EXCERPTED PASSAGE:
====================

Review: “Peopleware” by Tom DeMarco and Timothy Lister

Peopleware: Productive projects and teams is an essential manual for management of IT projects. In a light and entertaining style the authors outline what’s wrong and what’s right with modern software development projects. They also offer practical solutions and advice.

Are project problems always technical problems?

The first practical observation comes on the second page - that project problems are usually social rather than technical in nature. This may seem obvious however project managers often address the technical matters over the social.

Parkinson’s Law, anyone?

DeMarco and Lister give Parkinson’s Law a vigourous shake. (C.N. Parkinson said that work expands to fill the time available.) They argue convincingly that “Parkinson’s Law almost certainly doesn’t apply to your people” although many managers treat their staff as if it were so. This leads to one of several axoimatic statements in this book: “People under pressure don’t work better; they just work faster.”

The crime of “teamcide”

There is no magic formula to make a development team “jell”. But Peopleware does outline ways that management often commits “teamcide” on a productive bunch of people, including bureaucracy, physical separation of team members, and imposing meaningless deadlines. Fortunately the authors also offer some practical suggestions about how to foster team cohesion.

Hooray for the cubicle farm!

The section on office environment planning alone makes this book a must read for anyone stuck in a Dilbert-like cubicle. The authors present some provocative data on the effect of workplace environment on the productivity of “intellect workers”. Figures from their coding war games show a high correlation between productivity and the amount of privacy and space given to programmers. Other factors such as salary level, years of experience and development platform were far less influential on productivity.

DeMarco and Lister discuss the importance of the psychological state of “flow”, that near-meditative state of deep involvement in a task. Flow increases creativity and personal satisfaction. Prolonged periods without interruption are desirable as it takes at least fifteen minutes to return to flow after an interruption. I can confirm that flow is almost impossible to achieve in an open plan environment.

Peopleware offers a strong argument against open plan offices. Proponents of the open plan model never produced evidence that open plan offices are more productive merely offered “proof by repeated assertion”.

====================

(Saved data entries)
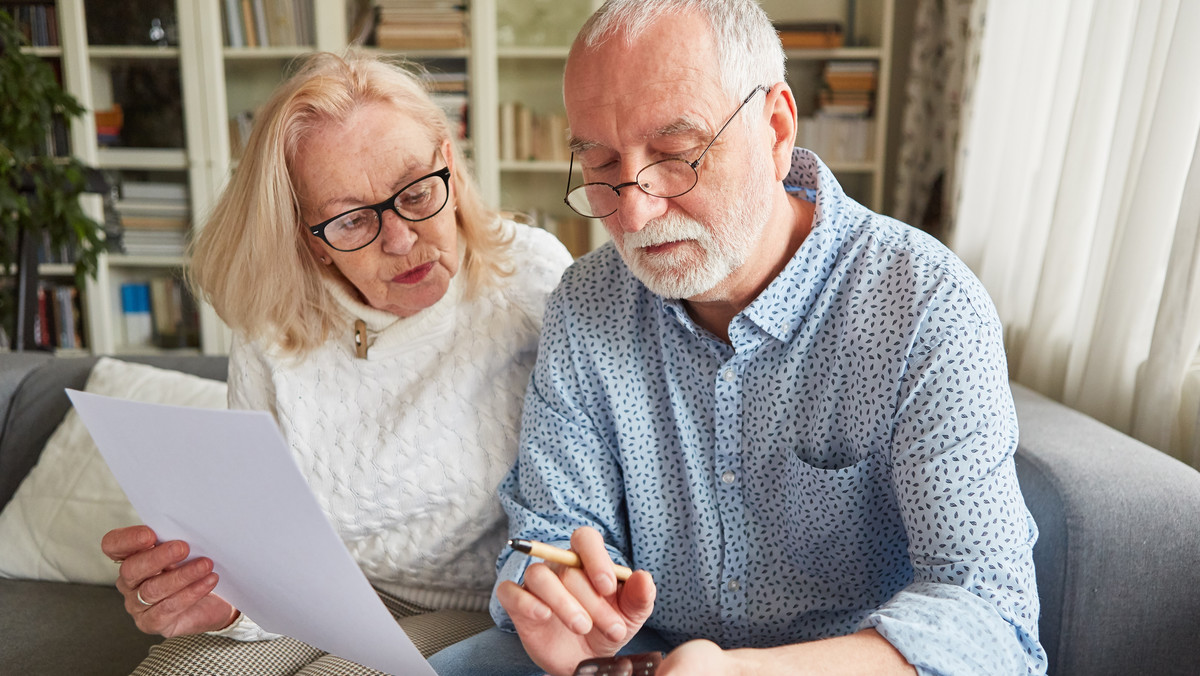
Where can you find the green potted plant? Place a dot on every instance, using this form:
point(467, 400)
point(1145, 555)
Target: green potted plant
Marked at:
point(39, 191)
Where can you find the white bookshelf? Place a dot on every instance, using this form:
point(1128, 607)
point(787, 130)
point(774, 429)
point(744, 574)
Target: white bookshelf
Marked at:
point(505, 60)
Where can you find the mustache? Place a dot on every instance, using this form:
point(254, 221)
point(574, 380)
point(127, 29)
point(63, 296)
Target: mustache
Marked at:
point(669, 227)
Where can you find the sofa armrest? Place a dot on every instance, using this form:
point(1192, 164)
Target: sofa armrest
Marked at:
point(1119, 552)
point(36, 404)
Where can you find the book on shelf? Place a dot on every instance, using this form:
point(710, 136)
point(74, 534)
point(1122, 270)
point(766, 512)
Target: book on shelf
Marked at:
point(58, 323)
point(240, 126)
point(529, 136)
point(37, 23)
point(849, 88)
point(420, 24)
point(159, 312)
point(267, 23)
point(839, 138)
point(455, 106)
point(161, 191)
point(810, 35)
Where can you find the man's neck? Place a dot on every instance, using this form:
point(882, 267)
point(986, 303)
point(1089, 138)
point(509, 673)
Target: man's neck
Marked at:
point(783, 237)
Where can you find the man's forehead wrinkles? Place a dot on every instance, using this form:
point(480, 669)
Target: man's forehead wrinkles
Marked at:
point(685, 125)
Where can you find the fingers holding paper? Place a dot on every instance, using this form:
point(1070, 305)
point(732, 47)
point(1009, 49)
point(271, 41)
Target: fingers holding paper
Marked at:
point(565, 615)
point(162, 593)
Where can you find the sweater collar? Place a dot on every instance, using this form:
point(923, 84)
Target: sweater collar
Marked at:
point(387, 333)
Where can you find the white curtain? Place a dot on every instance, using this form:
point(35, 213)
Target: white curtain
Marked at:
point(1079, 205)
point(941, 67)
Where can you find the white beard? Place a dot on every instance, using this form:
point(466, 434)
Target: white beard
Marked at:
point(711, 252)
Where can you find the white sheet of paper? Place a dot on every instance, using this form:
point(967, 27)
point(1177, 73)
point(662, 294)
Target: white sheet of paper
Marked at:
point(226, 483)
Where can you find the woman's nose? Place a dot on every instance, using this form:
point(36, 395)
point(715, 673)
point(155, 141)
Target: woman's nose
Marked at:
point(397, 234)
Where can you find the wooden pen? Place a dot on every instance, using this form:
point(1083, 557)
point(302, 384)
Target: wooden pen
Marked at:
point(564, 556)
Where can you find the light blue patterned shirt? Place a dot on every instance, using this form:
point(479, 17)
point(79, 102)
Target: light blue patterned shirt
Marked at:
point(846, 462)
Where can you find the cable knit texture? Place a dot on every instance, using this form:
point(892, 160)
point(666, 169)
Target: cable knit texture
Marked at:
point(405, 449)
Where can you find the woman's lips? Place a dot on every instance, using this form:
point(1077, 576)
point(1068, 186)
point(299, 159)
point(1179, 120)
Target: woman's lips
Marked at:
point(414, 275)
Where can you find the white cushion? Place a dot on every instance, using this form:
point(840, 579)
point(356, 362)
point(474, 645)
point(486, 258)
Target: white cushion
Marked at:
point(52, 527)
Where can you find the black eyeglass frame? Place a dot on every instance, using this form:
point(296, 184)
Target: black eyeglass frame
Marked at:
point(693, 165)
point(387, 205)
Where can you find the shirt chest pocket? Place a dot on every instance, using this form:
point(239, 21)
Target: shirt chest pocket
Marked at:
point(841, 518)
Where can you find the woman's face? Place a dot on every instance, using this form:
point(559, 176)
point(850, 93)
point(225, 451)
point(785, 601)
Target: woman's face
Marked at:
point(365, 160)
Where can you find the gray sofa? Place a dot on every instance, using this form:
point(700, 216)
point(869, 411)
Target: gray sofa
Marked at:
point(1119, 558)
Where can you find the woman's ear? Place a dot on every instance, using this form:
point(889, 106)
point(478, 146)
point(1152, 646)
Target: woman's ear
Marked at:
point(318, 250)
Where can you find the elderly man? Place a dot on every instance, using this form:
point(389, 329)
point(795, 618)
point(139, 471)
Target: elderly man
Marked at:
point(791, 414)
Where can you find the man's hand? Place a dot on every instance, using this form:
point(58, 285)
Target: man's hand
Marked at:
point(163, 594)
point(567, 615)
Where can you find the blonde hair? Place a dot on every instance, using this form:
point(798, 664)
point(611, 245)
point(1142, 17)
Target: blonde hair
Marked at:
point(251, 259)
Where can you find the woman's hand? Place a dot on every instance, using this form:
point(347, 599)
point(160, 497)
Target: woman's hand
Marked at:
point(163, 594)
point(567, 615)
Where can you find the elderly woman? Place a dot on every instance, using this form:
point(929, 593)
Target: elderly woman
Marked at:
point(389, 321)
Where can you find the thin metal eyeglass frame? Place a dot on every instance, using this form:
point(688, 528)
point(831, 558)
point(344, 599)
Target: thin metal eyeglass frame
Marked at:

====================

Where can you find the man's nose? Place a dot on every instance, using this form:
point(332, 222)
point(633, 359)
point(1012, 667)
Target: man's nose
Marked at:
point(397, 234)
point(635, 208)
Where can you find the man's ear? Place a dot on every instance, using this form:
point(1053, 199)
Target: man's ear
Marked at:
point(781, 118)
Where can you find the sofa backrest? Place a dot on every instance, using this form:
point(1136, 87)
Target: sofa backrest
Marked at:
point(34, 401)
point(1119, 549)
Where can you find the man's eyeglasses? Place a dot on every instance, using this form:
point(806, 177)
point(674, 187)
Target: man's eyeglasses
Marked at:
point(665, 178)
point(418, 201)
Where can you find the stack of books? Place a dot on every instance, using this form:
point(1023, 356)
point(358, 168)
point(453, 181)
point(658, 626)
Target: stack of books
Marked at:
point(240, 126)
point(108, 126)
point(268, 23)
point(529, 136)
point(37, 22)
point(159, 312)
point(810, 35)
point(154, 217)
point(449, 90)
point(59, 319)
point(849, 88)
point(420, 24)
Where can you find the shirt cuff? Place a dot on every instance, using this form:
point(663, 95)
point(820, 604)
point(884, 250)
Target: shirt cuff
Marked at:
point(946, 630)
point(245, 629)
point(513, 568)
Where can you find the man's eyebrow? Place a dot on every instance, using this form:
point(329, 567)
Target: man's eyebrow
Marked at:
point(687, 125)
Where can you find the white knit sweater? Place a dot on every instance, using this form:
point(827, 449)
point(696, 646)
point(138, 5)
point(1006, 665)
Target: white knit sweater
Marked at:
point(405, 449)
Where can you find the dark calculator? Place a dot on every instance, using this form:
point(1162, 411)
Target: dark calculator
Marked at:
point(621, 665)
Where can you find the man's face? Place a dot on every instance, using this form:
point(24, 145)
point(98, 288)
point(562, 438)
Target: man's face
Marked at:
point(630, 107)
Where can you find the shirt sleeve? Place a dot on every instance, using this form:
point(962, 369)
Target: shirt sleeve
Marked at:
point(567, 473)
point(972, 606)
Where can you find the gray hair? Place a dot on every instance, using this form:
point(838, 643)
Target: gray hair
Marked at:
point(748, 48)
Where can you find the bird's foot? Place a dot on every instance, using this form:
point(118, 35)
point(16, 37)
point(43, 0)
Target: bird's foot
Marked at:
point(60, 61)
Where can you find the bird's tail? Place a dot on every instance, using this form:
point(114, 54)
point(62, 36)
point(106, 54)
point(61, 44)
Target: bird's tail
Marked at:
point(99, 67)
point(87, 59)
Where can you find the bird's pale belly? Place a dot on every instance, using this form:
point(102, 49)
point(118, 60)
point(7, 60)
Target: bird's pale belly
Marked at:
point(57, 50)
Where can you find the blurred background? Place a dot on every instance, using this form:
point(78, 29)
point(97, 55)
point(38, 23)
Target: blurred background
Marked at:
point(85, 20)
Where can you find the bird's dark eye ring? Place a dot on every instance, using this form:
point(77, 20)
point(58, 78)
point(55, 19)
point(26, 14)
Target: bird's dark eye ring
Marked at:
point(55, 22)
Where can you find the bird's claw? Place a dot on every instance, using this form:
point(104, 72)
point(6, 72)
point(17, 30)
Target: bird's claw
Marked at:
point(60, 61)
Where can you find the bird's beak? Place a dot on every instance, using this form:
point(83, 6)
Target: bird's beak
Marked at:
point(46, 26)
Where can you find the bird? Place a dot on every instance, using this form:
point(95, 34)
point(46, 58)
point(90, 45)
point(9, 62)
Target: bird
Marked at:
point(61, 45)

====================

EXERCISE SET:
1. Transcribe the part of the Peopleware review between "DeMarco and Lister discuss" and "open plan environment.", inclusive.
2. According to the Peopleware review, how long does it take to return to flow after an interruption?

TASK SOLUTIONS:
1.
DeMarco and Lister discuss the importance of the psychological state of “flow”, that near-meditative state of deep involvement in a task. Flow increases creativity and personal satisfaction. Prolonged periods without interruption are desirable as it takes at least fifteen minutes to return to flow after an interruption. I can confirm that flow is almost impossible to achieve in an open plan environment.

2. At least fifteen minutes.